Dataset rows on where objects appear:
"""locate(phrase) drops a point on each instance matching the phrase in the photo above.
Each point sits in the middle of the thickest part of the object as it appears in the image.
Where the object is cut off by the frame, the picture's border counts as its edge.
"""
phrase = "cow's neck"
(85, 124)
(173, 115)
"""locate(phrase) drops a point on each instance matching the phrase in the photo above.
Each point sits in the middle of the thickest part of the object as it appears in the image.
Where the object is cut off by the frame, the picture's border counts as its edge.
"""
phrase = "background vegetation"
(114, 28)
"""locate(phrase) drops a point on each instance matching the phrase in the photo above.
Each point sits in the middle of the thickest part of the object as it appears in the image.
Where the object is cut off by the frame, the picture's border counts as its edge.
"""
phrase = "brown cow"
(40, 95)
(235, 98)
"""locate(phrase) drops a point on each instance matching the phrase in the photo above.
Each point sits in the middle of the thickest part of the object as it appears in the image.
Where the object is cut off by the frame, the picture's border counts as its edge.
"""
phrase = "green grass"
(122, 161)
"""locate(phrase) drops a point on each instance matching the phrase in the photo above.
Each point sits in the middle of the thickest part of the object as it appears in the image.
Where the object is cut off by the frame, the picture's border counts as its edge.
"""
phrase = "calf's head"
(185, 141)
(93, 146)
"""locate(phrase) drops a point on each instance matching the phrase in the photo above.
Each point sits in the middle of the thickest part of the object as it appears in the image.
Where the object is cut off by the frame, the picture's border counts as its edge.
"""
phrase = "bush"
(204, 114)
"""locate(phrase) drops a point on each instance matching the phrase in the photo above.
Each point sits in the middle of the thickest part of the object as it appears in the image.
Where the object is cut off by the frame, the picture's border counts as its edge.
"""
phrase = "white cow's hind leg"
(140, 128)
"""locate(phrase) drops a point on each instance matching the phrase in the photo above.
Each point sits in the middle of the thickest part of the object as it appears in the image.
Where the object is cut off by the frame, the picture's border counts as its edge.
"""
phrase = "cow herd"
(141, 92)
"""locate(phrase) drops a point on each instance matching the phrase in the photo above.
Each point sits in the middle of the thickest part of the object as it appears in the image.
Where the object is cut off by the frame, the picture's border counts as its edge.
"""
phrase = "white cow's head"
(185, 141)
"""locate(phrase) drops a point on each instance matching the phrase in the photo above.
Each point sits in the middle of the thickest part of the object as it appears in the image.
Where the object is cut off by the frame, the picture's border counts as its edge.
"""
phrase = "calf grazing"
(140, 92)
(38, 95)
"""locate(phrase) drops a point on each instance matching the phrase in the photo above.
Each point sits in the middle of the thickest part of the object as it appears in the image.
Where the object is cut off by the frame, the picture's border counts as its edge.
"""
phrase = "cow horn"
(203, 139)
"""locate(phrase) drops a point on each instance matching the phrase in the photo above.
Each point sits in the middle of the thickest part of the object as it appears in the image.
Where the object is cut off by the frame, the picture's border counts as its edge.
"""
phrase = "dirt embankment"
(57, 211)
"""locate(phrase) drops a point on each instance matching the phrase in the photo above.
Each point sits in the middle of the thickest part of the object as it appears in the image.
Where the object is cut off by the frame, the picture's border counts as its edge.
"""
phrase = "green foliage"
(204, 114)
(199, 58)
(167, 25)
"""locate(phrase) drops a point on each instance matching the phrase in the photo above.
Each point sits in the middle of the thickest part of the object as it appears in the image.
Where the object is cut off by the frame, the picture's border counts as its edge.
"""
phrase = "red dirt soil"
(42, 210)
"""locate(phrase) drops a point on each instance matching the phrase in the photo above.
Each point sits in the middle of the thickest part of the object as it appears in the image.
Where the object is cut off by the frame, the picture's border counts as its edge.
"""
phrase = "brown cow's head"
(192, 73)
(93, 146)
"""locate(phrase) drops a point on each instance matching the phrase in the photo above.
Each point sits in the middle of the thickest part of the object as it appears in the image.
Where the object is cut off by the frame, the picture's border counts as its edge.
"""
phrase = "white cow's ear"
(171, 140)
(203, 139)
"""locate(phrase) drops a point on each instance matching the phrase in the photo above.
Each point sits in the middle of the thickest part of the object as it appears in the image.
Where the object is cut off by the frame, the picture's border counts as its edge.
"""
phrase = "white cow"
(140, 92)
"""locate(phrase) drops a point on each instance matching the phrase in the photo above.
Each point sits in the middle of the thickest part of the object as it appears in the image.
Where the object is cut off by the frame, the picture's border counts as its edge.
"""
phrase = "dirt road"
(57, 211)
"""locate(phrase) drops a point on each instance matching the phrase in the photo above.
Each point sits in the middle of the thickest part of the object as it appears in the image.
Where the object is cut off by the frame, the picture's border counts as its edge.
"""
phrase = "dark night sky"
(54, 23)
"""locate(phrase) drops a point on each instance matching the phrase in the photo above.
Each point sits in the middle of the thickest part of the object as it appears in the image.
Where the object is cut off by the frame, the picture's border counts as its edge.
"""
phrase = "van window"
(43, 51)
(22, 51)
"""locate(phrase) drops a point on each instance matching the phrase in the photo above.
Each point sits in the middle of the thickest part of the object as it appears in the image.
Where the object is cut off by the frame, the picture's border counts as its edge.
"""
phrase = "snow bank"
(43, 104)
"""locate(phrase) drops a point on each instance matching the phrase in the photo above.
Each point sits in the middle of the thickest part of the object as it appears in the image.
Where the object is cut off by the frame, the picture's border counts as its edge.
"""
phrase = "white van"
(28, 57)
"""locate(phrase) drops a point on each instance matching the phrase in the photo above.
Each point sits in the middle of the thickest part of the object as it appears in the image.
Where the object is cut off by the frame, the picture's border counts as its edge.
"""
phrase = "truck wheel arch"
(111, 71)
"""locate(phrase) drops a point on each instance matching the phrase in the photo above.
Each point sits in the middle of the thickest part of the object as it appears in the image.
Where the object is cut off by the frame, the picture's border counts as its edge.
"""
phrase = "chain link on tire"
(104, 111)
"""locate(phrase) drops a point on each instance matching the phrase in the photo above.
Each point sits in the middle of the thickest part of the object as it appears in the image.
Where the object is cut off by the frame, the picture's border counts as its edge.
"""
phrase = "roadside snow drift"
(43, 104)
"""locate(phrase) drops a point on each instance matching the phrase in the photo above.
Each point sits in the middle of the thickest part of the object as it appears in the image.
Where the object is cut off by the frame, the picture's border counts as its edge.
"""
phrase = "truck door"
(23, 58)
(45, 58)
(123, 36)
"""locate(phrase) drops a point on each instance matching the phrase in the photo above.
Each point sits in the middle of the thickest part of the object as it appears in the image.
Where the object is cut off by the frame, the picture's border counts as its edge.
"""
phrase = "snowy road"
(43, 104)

# [DIRECTIONS]
Your task is to output the full set of records exactly as presented.

# [ANSWER]
"""locate(phrase) drops a point on each instance matching the phrase in the photo above.
Each point sits in the middle of the thickest part of the object as it appears in the image.
Where the object is cut off by the frame, the picture's border counts as its edge.
"""
phrase = "cow's neck"
(85, 124)
(173, 115)
"""locate(phrase) drops a point on each instance matching the phrase in the photo above.
Each point sits in the middle of the thickest part of the object as it appears in the image.
Where the object is cut off by the frame, the picture's border counts as its edge.
"""
phrase = "background vegetation"
(114, 28)
"""locate(phrase) drops a point on each instance matching the phrase in the photo above.
Each point sits in the middle of the thickest part of the object as it appears in the image.
Where the object is cut off by the frame, the picture's border counts as its edge.
"""
phrase = "brown cow"
(40, 95)
(235, 98)
"""locate(phrase) drops a point on each instance matching the phrase in the photo above.
Each point sits in the middle of the thickest part of the object as it appears in the image.
Where the object is cut off by the frame, the picture's border counts as its edge.
"""
phrase = "green grass"
(122, 161)
"""locate(phrase) drops a point on each instance matching the phrase in the photo above.
Each point sits in the middle of the thickest part of the object as it appears in the image.
Where the object is cut off by the frame, the picture's border counts as its edge.
"""
phrase = "calf's head"
(185, 141)
(93, 146)
"""locate(phrase) drops a point on each instance matching the phrase in the photo above.
Each point sits in the middle of the thickest part of the object as it appears in the image.
Where the object is cut off by the frame, the picture's border counts as its edge.
"""
phrase = "bush"
(204, 114)
"""locate(phrase) drops a point on each instance matching the phrase in the photo above.
Each point sits in the middle of the thickest part of the object as it appears in the image.
Where the object is cut off by the frame, the picture's border counts as its edge.
"""
phrase = "white cow's hind leg"
(140, 128)
"""locate(phrase) drops a point on each instance matching the phrase in the photo above.
Each point sits in the middle of the thickest part of the object as it appears in the image.
Where the object is cut off by the frame, the picture's border counts as its edge.
"""
phrase = "cow herd"
(141, 92)
"""locate(phrase) drops a point on each instance matching the phrase in the photo above.
Each point sits in the middle of the thickest part of the object as it appears in the image.
Where the object is cut off by the frame, the picture's border counts as its edge.
"""
phrase = "white cow's head"
(185, 141)
"""locate(phrase) drops a point on each instance matching the phrase in the photo above.
Each point sits in the middle of the thickest part of the object as it appears in the image.
Where the object is cut off by the frame, the picture's border counts as its edge.
"""
phrase = "calf grazing"
(140, 92)
(38, 95)
"""locate(phrase) drops a point on each instance matching the phrase in the photo above.
Each point sits in the middle of the thickest part of the object as it appears in the image.
Where the object is cut off by the frame, the picture's border counts as its edge.
"""
phrase = "cow horn"
(203, 139)
"""locate(phrase) drops a point on each instance matching the phrase in the photo above.
Each point sits in the middle of the thickest part of the object as it appears in the image.
Where the object is cut off by the frame, the picture's border counts as its edge.
"""
phrase = "dirt embankment"
(57, 211)
"""locate(phrase) drops a point on each instance matching the phrase in the photo above.
Each point sits in the middle of the thickest part of the object as it appears in the image.
Where the object is cut off by the frame, the picture's border counts as its edge.
"""
phrase = "green foliage"
(204, 114)
(199, 58)
(167, 25)
"""locate(phrase) drops a point on each instance matching the phrase in the photo above.
Each point sits in the middle of the thickest part of the object as it appears in the image.
Where the object is cut off by the frame, the picture's border counts as its edge.
"""
phrase = "red dirt soil"
(42, 210)
"""locate(phrase) drops a point on each instance matching the phrase in the photo above.
Each point sits in the middle of the thickest part of the object as it appears in the image.
Where the object is cut off by the frame, the picture's border counts as its edge.
"""
phrase = "brown cow's head"
(192, 73)
(93, 146)
"""locate(phrase) drops a point on each instance matching the phrase in the photo above.
Each point sits in the middle of the thickest part of the object as it appears in the image.
Where the object is cut off by the frame, the picture's border counts as its edge.
"""
phrase = "white cow's ear"
(171, 140)
(203, 139)
"""locate(phrase) drops a point on each instance matching the phrase in the photo above.
Each point sits in the middle of the thickest part of the object as it appears in the image.
Where the object is cut off by the frame, the picture's border counts as its edge.
"""
phrase = "white cow"
(140, 92)
"""locate(phrase) drops a point on each instance matching the phrase in the photo above.
Each point sits in the middle of the thickest part of the object as it appears in the image.
Where the object is cut off by the frame, the picture's border counts as its edge.
"""
phrase = "dirt road"
(57, 211)
"""locate(phrase) drops a point on each instance matching the phrase in the photo above.
Each point sits in the middle of the thickest part of the object as it appears in the image.
Where the object is cut off by the frame, the picture's border counts as its edge.
"""
phrase = "dark night sky"
(54, 23)
"""locate(phrase) drops a point on each instance matching the phrase in the photo above.
Each point sits in the middle of the thickest part of the object as it appears in the image.
Where the object is cut off by the frame, the picture's border counts as its edge.
"""
phrase = "van window"
(43, 51)
(22, 51)
"""locate(phrase) drops a point on each instance matching the phrase in the photo above.
Each point sits in the middle of the thickest part of the object as it appears in the image.
Where the object is cut off by the frame, the picture's border counts as its edge.
"""
phrase = "snow bank"
(43, 104)
"""locate(phrase) drops a point on each instance matching the phrase in the photo above.
Each point sits in the middle of the thickest part of the object as it appears in the image.
Where the object is cut off by the frame, the picture's border counts as its edge.
"""
phrase = "white van"
(28, 57)
"""locate(phrase) drops a point on each instance matching the phrase in the photo above.
Each point sits in the middle of the thickest part of the object as it appears in the image.
Where the object is cut off by the frame, the picture's border counts as its edge.
"""
phrase = "truck wheel arch"
(111, 71)
"""locate(phrase) drops a point on each instance matching the phrase in the photo above.
Each point sits in the middle of the thickest part of the object as it appears in the image.
Where the object is cut off by the frame, the picture's border counts as its edge.
"""
phrase = "chain link on tire"
(104, 111)
"""locate(phrase) drops a point on each instance matching the phrase in the photo above.
Each point sits in the middle of the thickest part of the object as it appears in the image.
Where the object is cut off by the frame, the picture's border counts as its edge.
"""
phrase = "roadside snow drift"
(43, 104)
"""locate(phrase) drops a point on each instance matching the phrase in the photo above.
Each point sits in the middle of the thickest part of the object as it appears in the image.
Where the object is cut off by the frame, the picture's border counts as its edge.
"""
phrase = "truck door"
(23, 58)
(45, 58)
(123, 36)
"""locate(phrase) drops a point on each instance matching the phrase in the photo above.
Each point sits in the middle of the thickest part of the object as it appears in the image.
Where the object is cut off by the frame, the picture's border counts as its edge.
"""
phrase = "snowy road"
(43, 104)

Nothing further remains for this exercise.